Required task: Omit all pictures and give the records below again exactly as written.

Dataset records about object locations:
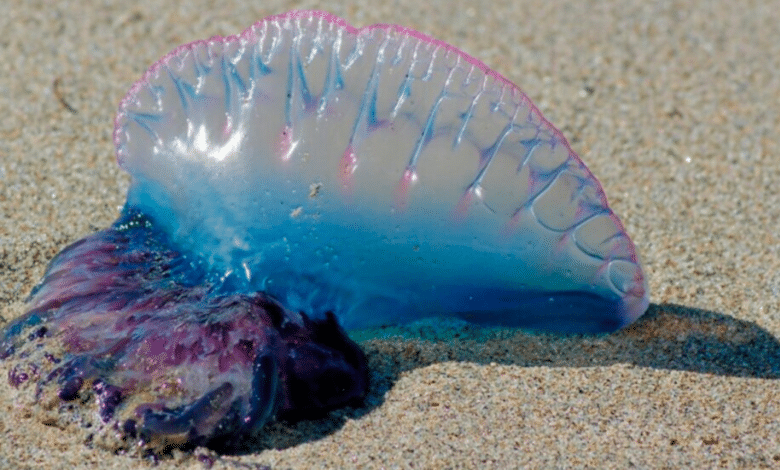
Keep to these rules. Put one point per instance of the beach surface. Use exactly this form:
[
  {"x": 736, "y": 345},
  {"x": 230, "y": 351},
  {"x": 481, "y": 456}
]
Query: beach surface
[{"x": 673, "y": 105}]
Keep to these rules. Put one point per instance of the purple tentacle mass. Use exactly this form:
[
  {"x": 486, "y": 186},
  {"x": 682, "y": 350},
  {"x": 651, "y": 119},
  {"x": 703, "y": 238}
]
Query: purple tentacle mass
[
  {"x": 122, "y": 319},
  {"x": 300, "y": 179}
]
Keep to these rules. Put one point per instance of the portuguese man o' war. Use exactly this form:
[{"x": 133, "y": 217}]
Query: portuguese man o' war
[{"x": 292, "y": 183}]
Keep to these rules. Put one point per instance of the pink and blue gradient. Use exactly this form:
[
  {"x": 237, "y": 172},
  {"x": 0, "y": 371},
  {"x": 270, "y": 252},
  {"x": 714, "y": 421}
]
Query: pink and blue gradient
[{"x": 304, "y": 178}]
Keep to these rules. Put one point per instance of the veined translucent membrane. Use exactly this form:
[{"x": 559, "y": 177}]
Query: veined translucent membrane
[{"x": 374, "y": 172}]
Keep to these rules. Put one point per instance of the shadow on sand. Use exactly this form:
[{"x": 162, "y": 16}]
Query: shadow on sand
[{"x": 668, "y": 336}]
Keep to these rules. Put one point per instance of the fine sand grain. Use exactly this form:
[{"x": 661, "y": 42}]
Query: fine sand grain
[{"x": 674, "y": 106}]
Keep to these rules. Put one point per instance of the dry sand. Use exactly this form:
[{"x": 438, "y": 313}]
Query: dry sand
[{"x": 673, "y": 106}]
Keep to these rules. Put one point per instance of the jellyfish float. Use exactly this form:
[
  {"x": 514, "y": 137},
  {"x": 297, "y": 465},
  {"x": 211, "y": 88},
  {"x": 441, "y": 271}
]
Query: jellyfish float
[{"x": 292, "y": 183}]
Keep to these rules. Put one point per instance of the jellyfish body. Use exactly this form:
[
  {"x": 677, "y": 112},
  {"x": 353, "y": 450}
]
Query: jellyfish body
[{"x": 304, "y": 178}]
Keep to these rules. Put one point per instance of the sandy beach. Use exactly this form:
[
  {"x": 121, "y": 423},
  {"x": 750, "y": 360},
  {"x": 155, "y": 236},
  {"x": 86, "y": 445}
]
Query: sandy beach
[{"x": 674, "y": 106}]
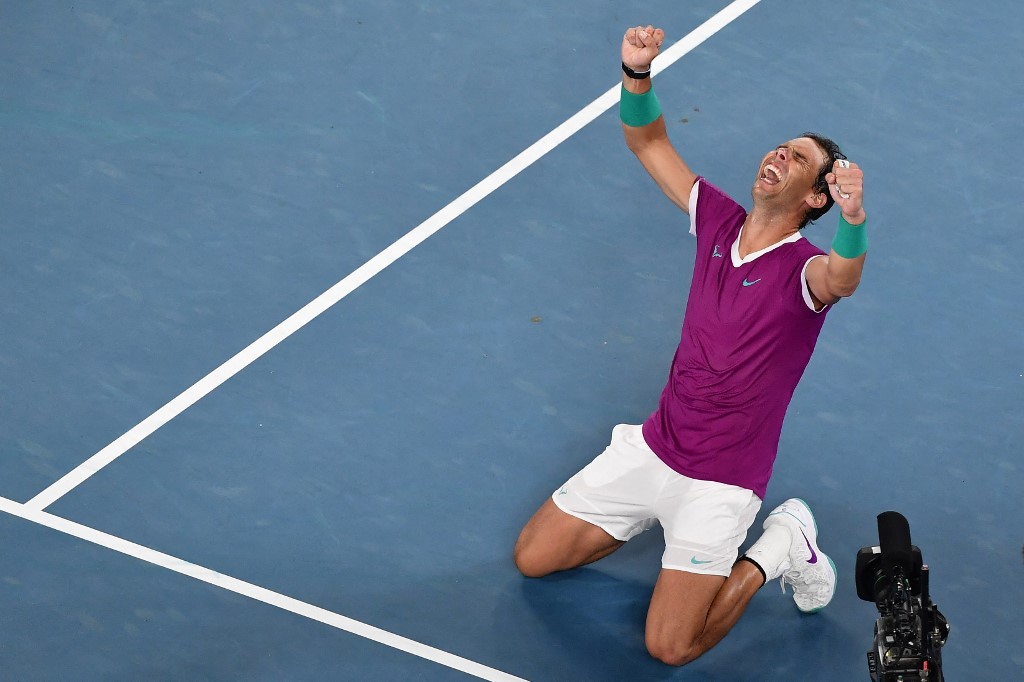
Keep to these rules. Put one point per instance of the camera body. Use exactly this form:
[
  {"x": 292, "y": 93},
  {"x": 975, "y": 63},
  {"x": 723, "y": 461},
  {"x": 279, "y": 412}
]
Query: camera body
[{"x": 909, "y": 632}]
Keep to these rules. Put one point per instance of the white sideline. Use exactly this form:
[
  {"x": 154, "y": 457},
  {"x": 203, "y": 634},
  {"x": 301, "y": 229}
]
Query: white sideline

Complete answer:
Keep to these rules. Put one point per instance of the beach surface. Use exactly this form:
[
  {"x": 736, "y": 345},
  {"x": 230, "y": 351},
  {"x": 481, "y": 456}
]
Query: beach surface
[{"x": 673, "y": 105}]
Keep to these rules. Put one point per instance of the purple tentacle mass. Use exactly this form:
[
  {"x": 486, "y": 186},
  {"x": 682, "y": 350},
  {"x": 651, "y": 119},
  {"x": 703, "y": 238}
]
Query: purple tentacle mass
[
  {"x": 122, "y": 319},
  {"x": 300, "y": 179}
]
Keep to these rules. Put one point per instance of the portuguese man o' war. Use exactly this form:
[{"x": 133, "y": 217}]
Query: portuguese man o' war
[{"x": 292, "y": 183}]
Keep to these rules. Put one point per instance of the pink and blue gradient. Use exactly this form:
[
  {"x": 237, "y": 172},
  {"x": 0, "y": 371},
  {"x": 270, "y": 252},
  {"x": 714, "y": 421}
]
Query: pink and blue gradient
[{"x": 304, "y": 178}]
Keep to these rules. Put one point per instance of the veined translucent membrane. Use exactly this form:
[{"x": 559, "y": 177}]
Query: veined translucent membrane
[{"x": 374, "y": 172}]
Keep to these rules. Put one point per instance of the shadow on sand. Use exactly this form:
[{"x": 162, "y": 16}]
Query: shadow on sand
[{"x": 668, "y": 336}]
Keep to these rules. Put one point per instance of the fine sand grain. Use exactly this form:
[{"x": 661, "y": 42}]
Query: fine sand grain
[{"x": 674, "y": 106}]
Keep to these rules. Put one point per instance of the dry sand. Use exactly this form:
[{"x": 438, "y": 313}]
Query: dry sand
[{"x": 673, "y": 106}]
Keep to these rules. Put one point per instance of the jellyfish float. Use exactly this form:
[
  {"x": 514, "y": 137},
  {"x": 297, "y": 465},
  {"x": 211, "y": 88},
  {"x": 441, "y": 271}
]
Query: jellyfish float
[{"x": 292, "y": 183}]
Keep to these rules. Put one point per instance of the jellyfish body. Use exactly this form:
[
  {"x": 677, "y": 112},
  {"x": 353, "y": 450}
]
Query: jellyfish body
[{"x": 304, "y": 178}]
Keep to these rules. Put one point per instance of the sandy beach. Use exactly this form:
[
  {"x": 121, "y": 423},
  {"x": 750, "y": 360},
  {"x": 155, "y": 236},
  {"x": 86, "y": 445}
]
Query: sandy beach
[{"x": 674, "y": 106}]
Keep to these rules. Put one point per instance of the camera body. Use exactly this form:
[
  {"x": 292, "y": 93},
  {"x": 975, "y": 63},
  {"x": 723, "y": 461},
  {"x": 279, "y": 412}
]
Query: camera body
[{"x": 909, "y": 632}]
Keep to these rules. Put one point per instance of the white sideline. Use exactly this form:
[
  {"x": 154, "y": 457},
  {"x": 203, "y": 634},
  {"x": 301, "y": 229}
]
Query: white sideline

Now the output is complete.